• [What needs to be done]: Can you add 91 to every bounding-box coordinate in the answers, starting at the line containing "Automation agent log: The next step is to locate the canal" and ending at the line containing "[[0, 0, 500, 168]]"? Write out every line in that span again, keeping the wording of each entry along with its updated answer, and leave out all other entries.

• [Supplied data]:
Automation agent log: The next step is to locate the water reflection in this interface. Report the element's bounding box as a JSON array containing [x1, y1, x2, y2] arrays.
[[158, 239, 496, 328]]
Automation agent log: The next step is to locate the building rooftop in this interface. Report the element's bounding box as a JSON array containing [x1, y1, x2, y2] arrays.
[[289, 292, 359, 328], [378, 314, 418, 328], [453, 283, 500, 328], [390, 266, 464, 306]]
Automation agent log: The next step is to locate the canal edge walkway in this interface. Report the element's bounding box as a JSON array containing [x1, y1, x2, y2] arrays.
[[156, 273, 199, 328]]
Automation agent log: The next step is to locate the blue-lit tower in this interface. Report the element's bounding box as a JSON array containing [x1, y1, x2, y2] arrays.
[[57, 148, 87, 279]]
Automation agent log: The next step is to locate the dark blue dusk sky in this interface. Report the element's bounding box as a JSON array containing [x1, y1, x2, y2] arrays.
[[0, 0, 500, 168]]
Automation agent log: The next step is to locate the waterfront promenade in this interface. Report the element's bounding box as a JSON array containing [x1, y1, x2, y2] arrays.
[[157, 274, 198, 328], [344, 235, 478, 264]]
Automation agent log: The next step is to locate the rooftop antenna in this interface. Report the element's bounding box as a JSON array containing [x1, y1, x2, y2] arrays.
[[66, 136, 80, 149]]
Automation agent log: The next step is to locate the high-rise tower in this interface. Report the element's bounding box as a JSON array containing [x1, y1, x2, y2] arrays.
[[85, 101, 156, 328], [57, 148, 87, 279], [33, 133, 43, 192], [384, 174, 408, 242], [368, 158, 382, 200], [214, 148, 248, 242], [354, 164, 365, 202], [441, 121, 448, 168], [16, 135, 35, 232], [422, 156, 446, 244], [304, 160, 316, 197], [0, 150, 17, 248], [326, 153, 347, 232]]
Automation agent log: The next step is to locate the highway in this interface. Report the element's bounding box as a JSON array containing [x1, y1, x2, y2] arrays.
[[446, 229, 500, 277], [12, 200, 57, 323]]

• [The response]:
Automation agent log: The next step is to locate the canal edge walkway in this interface. Report the element's bounding box as a JSON array containing [x1, y1, x2, y2] arrays.
[[247, 364, 290, 419]]
Automation agent log: The next step is to locate the blue-lit tower in this interface. Report the element's bounding box as a JSON array containing [x1, y1, x2, y2] arrays.
[[148, 239, 178, 370]]
Automation agent log: The next step is to locate the dark blue dusk sky in this interface. Report the element's bounding box as a JSON array containing [x1, y1, x2, y2] arrays.
[[91, 91, 591, 259]]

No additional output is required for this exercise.